Pointing and labeling entries:
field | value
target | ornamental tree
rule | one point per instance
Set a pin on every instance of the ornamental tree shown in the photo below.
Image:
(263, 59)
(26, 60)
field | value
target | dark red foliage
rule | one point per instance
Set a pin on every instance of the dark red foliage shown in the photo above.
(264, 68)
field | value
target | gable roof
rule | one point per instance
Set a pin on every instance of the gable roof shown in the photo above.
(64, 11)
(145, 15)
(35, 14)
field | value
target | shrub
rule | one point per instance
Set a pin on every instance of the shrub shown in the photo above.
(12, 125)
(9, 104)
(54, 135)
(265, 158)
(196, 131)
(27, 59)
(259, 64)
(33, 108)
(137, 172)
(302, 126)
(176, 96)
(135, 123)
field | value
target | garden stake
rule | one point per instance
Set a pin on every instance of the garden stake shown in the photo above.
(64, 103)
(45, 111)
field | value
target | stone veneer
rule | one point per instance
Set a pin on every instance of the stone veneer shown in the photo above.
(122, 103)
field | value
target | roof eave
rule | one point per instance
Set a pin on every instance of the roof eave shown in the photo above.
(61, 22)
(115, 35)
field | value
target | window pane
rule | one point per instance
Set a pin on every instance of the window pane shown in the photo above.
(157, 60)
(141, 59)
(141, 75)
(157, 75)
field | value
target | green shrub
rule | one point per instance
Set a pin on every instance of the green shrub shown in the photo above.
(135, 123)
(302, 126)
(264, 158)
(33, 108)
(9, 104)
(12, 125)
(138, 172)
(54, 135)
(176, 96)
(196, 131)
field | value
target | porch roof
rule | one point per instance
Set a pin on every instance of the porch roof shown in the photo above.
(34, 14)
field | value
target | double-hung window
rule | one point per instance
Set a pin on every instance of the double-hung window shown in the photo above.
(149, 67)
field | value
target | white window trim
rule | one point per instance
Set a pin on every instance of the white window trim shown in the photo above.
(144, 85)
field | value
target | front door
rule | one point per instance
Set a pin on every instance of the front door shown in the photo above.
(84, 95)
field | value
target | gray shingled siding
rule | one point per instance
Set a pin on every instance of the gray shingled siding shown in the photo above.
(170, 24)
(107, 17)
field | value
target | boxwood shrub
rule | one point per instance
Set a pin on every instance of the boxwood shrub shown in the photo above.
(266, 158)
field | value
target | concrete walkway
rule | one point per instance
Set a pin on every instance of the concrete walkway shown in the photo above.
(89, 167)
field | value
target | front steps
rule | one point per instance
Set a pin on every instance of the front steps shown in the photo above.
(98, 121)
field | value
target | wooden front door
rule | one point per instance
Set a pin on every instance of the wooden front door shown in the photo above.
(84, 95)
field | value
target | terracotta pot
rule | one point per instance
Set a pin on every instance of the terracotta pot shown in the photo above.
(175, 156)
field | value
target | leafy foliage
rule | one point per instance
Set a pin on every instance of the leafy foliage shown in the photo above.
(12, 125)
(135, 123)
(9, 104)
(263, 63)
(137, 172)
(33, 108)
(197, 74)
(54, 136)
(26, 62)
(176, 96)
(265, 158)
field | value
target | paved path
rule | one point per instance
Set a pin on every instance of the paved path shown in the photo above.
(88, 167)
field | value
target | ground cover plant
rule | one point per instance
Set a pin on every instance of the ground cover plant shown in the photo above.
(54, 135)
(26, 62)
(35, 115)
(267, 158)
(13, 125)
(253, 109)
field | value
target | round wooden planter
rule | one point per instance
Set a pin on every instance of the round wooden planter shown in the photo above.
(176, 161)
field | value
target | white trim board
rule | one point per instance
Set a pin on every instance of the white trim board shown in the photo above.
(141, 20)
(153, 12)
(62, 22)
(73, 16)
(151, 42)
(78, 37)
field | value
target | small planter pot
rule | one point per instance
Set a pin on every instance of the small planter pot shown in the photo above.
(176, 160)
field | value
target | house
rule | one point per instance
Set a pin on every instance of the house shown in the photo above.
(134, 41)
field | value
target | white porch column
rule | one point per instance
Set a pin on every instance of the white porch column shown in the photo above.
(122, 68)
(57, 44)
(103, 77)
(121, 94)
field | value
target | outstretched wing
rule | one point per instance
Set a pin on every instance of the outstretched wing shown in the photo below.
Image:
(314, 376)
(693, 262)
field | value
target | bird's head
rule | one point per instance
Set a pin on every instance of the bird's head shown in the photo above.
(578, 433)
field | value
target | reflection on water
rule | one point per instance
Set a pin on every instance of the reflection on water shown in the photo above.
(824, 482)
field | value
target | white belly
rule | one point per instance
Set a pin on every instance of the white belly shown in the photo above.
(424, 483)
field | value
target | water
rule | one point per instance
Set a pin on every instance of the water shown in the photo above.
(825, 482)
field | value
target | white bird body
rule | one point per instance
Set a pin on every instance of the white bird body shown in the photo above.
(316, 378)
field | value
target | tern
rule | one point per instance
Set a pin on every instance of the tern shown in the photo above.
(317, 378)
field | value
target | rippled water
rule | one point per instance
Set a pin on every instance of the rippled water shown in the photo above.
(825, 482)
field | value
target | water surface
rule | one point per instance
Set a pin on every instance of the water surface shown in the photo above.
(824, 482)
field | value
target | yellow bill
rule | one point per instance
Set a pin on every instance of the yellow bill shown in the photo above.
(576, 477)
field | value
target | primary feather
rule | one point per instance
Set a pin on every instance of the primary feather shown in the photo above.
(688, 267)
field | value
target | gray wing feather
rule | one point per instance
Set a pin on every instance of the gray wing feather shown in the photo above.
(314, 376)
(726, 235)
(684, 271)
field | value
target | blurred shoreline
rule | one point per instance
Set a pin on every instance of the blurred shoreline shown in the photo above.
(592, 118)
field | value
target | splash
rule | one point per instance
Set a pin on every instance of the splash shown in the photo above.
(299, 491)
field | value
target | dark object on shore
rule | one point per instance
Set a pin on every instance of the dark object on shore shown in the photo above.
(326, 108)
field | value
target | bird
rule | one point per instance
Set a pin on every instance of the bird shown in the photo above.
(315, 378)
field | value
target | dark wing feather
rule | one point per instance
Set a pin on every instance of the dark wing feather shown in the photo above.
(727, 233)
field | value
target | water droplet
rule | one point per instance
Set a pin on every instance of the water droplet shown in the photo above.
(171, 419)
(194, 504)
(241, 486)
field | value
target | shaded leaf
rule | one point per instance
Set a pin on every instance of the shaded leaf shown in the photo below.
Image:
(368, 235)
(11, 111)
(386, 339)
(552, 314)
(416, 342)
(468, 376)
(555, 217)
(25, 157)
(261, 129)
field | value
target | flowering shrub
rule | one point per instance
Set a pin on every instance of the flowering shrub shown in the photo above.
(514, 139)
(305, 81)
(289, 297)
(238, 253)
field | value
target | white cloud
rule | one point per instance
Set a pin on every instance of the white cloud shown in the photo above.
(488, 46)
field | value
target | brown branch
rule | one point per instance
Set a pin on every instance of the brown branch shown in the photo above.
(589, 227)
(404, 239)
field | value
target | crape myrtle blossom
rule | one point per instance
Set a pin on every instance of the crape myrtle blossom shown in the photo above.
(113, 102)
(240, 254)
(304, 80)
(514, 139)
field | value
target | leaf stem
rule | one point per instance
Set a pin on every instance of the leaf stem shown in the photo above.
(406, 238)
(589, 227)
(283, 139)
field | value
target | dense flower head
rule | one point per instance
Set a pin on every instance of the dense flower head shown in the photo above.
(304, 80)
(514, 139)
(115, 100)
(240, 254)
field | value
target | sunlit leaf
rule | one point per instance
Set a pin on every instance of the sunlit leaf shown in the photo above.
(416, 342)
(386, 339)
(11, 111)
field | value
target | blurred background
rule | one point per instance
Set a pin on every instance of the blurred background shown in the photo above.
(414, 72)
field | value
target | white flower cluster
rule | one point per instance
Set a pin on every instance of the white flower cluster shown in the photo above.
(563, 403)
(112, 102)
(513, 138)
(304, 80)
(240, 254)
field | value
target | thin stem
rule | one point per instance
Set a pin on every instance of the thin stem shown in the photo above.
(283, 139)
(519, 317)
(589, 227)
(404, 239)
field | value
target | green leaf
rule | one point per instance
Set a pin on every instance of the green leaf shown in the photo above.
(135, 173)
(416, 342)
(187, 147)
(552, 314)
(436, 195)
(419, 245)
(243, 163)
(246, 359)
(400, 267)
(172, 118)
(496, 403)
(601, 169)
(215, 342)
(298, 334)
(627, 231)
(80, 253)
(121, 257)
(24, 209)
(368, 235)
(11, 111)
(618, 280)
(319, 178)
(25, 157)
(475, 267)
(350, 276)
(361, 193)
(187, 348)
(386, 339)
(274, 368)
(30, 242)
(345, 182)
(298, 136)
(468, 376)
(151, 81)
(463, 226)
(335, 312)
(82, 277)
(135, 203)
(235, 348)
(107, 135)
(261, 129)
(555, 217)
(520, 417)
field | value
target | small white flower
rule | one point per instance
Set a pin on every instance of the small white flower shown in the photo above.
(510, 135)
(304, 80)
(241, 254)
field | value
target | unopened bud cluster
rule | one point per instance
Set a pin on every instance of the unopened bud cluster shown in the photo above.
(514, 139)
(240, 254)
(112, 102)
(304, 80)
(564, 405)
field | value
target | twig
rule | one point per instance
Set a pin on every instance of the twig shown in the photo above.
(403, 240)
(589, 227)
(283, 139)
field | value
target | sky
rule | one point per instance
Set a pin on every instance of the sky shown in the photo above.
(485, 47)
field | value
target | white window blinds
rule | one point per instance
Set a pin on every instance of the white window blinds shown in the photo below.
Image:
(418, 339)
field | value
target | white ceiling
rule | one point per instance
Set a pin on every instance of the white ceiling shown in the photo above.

Challenge: Pull out every line of the listing above that contains the string "primary", copying each one in full. Case counts.

Final result:
target | primary feather
Set a pin on every instance of the primary feather shown in the photo above.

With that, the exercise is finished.